■ What the exercise asks:
Pick out and copy every line of the rows below that contains the word "shirt". Case counts, so match the word only where its capitalization is identical.

....................

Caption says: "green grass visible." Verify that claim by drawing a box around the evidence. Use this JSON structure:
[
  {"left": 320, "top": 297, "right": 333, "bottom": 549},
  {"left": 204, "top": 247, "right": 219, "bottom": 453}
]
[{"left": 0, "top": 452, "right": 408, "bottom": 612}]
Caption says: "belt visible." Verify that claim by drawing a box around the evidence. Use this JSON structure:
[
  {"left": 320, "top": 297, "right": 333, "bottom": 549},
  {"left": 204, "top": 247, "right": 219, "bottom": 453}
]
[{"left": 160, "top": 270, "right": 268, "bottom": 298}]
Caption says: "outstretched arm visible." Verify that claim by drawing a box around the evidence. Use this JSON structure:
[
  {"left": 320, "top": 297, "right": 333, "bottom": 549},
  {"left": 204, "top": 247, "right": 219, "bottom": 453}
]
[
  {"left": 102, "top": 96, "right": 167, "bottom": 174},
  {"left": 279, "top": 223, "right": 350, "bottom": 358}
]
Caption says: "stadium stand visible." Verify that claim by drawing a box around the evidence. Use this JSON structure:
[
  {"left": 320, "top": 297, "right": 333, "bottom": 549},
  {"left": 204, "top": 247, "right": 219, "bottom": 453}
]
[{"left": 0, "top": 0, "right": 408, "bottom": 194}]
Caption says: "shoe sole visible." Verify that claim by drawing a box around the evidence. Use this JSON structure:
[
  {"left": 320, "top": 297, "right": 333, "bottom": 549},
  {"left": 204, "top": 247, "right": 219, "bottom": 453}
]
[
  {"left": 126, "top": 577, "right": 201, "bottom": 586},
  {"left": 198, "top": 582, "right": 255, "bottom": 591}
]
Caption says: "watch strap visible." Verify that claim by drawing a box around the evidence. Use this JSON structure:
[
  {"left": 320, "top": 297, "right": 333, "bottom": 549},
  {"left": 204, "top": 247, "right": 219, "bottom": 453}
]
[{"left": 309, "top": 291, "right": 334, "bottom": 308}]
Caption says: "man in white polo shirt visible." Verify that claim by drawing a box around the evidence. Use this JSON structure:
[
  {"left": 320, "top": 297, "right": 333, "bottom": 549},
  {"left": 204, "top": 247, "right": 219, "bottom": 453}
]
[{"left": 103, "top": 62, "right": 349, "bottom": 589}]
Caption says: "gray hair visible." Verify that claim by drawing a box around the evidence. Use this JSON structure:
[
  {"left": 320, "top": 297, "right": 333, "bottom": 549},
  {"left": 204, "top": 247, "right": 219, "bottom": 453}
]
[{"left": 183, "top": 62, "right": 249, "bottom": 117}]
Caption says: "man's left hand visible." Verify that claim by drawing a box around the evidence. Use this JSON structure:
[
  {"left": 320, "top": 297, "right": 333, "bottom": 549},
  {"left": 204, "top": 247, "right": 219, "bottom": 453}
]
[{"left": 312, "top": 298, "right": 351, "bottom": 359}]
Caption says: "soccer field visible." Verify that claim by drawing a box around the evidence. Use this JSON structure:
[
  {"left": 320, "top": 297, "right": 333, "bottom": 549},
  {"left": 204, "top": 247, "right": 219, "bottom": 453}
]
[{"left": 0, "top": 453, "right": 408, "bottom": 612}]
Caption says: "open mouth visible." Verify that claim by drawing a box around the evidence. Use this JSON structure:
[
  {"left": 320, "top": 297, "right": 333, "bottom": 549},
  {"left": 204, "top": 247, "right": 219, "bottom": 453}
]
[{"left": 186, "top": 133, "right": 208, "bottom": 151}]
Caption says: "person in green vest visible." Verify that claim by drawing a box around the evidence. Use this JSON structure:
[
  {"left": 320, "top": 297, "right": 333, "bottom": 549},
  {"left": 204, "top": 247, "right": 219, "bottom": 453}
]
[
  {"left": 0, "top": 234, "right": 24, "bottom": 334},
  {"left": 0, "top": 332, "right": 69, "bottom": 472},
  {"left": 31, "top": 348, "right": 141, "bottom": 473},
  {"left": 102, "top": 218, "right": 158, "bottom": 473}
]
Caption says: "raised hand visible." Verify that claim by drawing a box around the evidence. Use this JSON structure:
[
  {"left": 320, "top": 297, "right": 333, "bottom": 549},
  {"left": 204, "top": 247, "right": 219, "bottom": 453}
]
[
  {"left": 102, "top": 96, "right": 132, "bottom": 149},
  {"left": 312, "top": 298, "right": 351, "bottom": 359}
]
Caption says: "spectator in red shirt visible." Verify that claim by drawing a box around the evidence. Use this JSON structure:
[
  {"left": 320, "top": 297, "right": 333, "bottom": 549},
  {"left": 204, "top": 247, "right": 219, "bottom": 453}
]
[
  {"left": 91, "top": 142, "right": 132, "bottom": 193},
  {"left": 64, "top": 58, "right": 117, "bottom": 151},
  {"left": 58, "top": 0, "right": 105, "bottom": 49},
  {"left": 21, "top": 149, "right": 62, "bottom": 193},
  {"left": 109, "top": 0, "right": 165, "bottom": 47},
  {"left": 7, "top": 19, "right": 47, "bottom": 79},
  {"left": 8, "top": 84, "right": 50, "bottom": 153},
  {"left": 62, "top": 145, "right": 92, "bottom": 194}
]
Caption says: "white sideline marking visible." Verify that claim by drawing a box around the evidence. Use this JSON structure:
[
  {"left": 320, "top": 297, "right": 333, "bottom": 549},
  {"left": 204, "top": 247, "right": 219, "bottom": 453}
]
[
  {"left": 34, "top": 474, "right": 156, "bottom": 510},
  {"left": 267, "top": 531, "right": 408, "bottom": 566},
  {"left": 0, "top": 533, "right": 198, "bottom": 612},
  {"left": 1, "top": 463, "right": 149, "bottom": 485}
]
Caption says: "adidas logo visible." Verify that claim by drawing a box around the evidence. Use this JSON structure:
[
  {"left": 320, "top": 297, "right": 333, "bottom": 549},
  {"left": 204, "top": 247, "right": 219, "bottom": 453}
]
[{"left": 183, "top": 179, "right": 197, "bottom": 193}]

....................

■ Solution:
Caption says: "man in white polo shirt visible." Verify that claim by drawing a box around the evidence. Use this JSON structure:
Caption says: "spectator in red shirt visible." Verify that claim by drawing a box around the evidence. Use this JSON structure:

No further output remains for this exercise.